Kicking off this week, former World Health Organization (WHO) Climate Change and Health Advisor Arthur Wyns points out that 2024 was both the hottest year on record and one that saw political shifts away from climate-friendly policies. To help build bipartisan support for climate action, Wyns suggests centering plans for climate resilience around health.
In other health policy news, CFR’s Bloomberg Chair in Global Health Thomas J. Bollyky, Research Associate Chloe Searchinger, and Staff Editor Allison Krugman adapt a recent study led by CFR and Harvard University on how the Food and Drug Administration (FDA) can more readily address drug shortages. The paper recommends authorizing temporary importation of critical medicines from other well-regulated markets to prevent or more quickly resolve shortages and bolster U.S. supply-chain resilience.

→ RECORDS SHOWN
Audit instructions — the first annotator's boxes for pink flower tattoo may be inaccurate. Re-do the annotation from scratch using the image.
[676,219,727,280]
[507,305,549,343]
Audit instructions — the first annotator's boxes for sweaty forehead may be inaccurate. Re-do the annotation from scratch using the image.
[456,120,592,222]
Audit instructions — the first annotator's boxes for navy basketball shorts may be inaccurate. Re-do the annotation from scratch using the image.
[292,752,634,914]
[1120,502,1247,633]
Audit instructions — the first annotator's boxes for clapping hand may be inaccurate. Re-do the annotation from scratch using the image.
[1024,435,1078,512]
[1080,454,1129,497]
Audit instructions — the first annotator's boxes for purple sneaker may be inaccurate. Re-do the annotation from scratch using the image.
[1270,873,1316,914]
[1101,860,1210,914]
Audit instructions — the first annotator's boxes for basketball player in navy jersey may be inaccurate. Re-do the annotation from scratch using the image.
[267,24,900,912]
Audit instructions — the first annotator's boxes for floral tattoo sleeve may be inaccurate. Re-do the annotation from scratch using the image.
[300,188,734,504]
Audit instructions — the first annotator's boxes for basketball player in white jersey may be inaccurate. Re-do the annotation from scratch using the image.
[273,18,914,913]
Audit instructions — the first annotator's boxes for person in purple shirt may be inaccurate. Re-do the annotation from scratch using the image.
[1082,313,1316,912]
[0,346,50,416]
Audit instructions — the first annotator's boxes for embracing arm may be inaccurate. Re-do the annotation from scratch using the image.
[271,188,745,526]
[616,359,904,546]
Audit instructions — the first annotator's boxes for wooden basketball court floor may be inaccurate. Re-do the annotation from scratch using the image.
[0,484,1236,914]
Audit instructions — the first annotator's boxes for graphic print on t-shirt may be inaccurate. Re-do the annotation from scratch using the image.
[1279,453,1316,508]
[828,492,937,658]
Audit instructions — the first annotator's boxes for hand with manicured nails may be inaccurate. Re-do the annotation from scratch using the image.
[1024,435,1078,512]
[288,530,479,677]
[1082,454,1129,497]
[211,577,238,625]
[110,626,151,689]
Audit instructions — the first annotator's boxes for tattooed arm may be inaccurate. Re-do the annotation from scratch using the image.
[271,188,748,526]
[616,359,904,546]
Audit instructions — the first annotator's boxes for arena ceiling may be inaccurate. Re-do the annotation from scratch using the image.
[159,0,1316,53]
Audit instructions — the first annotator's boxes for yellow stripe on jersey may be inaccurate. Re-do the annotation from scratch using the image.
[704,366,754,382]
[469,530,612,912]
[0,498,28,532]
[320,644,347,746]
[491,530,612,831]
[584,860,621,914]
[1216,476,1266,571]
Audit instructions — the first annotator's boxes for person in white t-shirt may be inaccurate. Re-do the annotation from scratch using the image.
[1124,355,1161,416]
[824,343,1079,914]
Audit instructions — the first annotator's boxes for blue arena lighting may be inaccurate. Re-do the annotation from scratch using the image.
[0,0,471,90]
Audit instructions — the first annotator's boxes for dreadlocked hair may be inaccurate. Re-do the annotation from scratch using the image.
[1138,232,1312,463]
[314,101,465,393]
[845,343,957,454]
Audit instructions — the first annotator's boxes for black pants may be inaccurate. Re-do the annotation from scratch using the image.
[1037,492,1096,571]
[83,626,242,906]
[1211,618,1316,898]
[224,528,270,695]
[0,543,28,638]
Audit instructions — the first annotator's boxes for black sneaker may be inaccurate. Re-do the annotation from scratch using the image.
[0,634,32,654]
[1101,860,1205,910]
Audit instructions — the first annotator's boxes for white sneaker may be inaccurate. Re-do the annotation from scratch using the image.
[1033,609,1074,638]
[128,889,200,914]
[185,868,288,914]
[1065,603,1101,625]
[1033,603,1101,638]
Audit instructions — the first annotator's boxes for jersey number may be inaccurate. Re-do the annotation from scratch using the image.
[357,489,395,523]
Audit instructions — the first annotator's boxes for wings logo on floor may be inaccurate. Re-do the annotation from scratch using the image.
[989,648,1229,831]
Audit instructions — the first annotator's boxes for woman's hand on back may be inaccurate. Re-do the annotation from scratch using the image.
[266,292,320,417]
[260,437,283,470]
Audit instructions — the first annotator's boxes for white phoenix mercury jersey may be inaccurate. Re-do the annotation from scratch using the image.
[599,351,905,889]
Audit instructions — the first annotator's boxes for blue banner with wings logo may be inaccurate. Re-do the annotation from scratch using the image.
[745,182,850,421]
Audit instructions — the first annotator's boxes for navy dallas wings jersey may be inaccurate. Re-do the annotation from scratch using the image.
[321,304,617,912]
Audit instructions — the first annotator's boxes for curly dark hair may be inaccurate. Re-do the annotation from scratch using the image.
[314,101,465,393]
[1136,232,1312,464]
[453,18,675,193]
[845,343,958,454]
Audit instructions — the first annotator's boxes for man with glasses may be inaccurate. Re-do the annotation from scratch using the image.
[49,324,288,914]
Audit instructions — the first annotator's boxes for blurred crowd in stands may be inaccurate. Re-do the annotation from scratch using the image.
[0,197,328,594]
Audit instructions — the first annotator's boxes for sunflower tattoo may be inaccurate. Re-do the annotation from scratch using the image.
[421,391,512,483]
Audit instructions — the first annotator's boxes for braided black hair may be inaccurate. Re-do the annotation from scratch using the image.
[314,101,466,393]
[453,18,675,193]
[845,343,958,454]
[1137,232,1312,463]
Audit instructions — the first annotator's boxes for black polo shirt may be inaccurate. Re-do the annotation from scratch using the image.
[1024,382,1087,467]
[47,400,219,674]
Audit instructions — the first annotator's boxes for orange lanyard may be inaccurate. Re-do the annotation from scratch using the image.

→ TASK ITEM A
Repeat the part of the health policy roundup above starting at "In other health" and ending at "U.S. supply-chain resilience.", word for word.
→ TASK ITEM B
Carry on the health policy roundup with new writing that begins right after its final sentence.

→ RESPONSE AREA A
In other health policy news, CFR’s Bloomberg Chair in Global Health Thomas J. Bollyky, Research Associate Chloe Searchinger, and Staff Editor Allison Krugman adapt a recent study led by CFR and Harvard University on how the Food and Drug Administration (FDA) can more readily address drug shortages. The paper recommends authorizing temporary importation of critical medicines from other well-regulated markets to prevent or more quickly resolve shortages and bolster U.S. supply-chain resilience.

→ RESPONSE AREA B
Moving to Democratic Republic of Congo, Director General of the Africa Centres for Disease Control and Prevention Jean Kaseya and coauthors Mosoka P. Fallah, Faraan O. Rahim, Dieudonné Mwamba, and Placide Mbala discuss lessons learned from the country’s recent Disease X outbreak. They argue that the delay in identifying the illness—severe malaria complicated by malnutrition—highlights the need to reduce time between sample collection and diagnosis and strengthen disease preparedness.
To wrap up the issue, journalist Andersson Boscan goes inside Latin America’s troll farms to uncover the drivers of health disinformation, how falsehoods spread, and what internet users can do to fight fake information—particularly as social media companies reverse their fact-checking policies.